● **Short exercise 1**
From the entries below, pick out and copy every line that contains the string "truck". Case counts.

=====

All of the examples assume that
 
All of the examples assume that

Revision as of 01:31, 8 November 2018

Introduction

The SciPy package scipy.optimize has several routines for finding roots of equations. This document is going to focus on the brentq function for finding the root of a single-variable continuous function. The function can only find one root at a time and it requires brackets for the root. For open root-finding, use fsolve. All the topions below for brentq work with fsolve, the only difference is instead of giving a left and right bracket you give a single initial guess.

All of the examples assume that

import numpy as np
import scipy.optimization as opt

have been called.

Most General Case

The following examples show a method that will work regardless of how many input variables your function has or how you define your function - whether it is a built-in or user-defined function. The paradigm is:

ROOT = opt.brentq(lambda DUMMY_VAR: FUNCTION_THING, LEFT_BRACKET, RIGHT_BRACKET)

=====

● **Short exercise 2**
Reproduce the SciPy root-finding excerpt above in full, word for word.

Object pointing dataset rows:
=====

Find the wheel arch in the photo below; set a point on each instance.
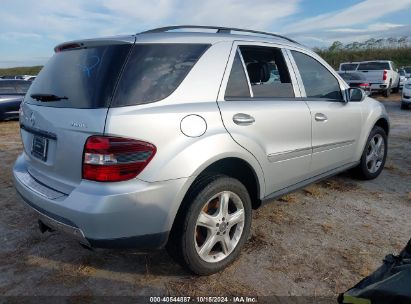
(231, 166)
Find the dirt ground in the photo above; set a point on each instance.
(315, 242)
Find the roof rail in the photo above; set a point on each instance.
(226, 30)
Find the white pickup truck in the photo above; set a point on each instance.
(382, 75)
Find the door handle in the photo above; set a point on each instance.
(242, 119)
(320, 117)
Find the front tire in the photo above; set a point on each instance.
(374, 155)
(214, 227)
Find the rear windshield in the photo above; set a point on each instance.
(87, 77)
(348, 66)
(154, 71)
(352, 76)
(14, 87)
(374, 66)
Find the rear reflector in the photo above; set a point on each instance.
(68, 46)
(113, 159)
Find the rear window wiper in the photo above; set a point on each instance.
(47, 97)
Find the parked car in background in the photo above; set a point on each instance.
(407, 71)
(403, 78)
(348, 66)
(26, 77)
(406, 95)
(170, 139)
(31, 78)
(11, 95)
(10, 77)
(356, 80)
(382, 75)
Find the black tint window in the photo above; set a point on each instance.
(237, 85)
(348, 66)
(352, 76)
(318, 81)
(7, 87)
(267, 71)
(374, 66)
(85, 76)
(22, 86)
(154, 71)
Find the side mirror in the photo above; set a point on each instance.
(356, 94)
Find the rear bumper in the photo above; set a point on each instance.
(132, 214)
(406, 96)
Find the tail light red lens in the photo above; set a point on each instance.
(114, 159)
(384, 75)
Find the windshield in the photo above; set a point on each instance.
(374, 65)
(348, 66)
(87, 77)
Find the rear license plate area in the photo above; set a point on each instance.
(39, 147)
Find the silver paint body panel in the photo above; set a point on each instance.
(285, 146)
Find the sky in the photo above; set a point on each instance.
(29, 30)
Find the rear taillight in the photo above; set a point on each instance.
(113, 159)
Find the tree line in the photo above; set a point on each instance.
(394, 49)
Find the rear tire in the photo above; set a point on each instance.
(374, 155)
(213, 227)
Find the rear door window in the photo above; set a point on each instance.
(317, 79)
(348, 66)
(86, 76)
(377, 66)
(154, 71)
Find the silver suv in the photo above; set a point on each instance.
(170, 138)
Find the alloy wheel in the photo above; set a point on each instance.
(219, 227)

=====

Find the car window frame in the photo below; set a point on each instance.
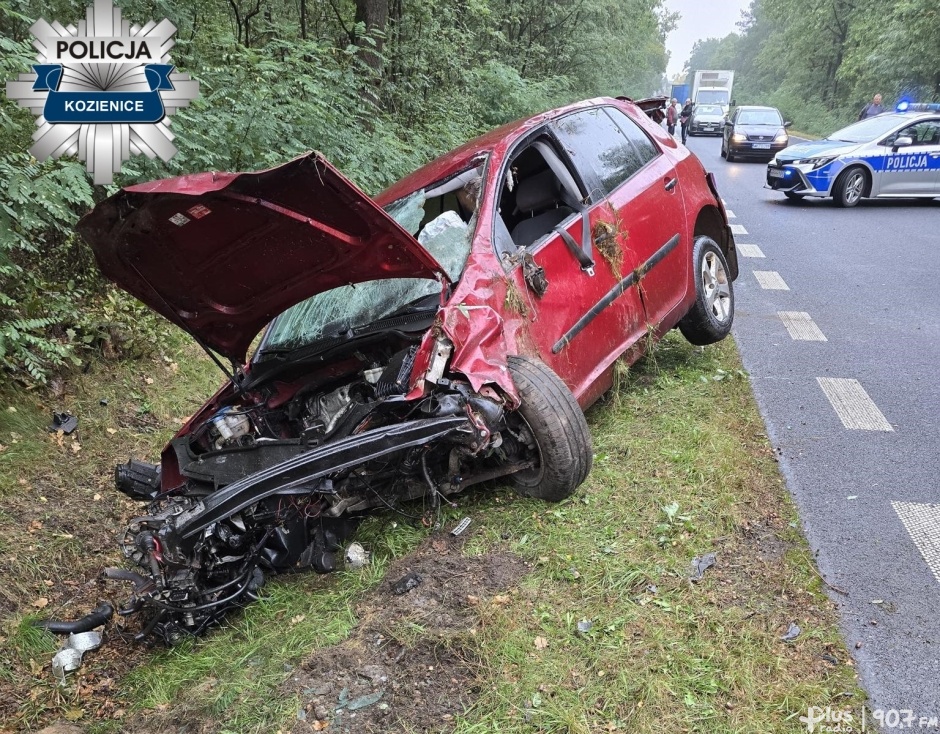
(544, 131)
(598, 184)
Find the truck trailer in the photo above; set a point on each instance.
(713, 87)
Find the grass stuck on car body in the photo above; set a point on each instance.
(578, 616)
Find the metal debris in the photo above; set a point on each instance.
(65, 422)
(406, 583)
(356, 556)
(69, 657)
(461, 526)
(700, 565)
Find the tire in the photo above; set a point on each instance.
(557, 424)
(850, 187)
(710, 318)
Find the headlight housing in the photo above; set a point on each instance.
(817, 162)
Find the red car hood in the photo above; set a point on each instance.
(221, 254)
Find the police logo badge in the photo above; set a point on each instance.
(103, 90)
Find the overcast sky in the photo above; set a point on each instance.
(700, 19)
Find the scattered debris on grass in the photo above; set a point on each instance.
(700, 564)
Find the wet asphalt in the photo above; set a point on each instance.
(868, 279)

=====

● **Task output 1**
Find the white pickup truck in the photo above; set a point on each instance.
Find the truck trailer in the photo above; set a point on each instance.

● **Task output 2**
All of the examples assume that
 
All of the examples assume that

Revision as of 01:31, 8 November 2018

Introduction

The SciPy package scipy.optimize has several routines for finding roots of equations. This document is going to focus on the brentq function for finding the root of a single-variable continuous function. The function can only find one root at a time and it requires brackets for the root. For open root-finding, use fsolve. All the topions below for brentq work with fsolve, the only difference is instead of giving a left and right bracket you give a single initial guess.

All of the examples assume that

import numpy as np
import scipy.optimization as opt

have been called.

Most General Case

The following examples show a method that will work regardless of how many input variables your function has or how you define your function - whether it is a built-in or user-defined function. The paradigm is:

ROOT = opt.brentq(lambda DUMMY_VAR: FUNCTION_THING, LEFT_BRACKET, RIGHT_BRACKET)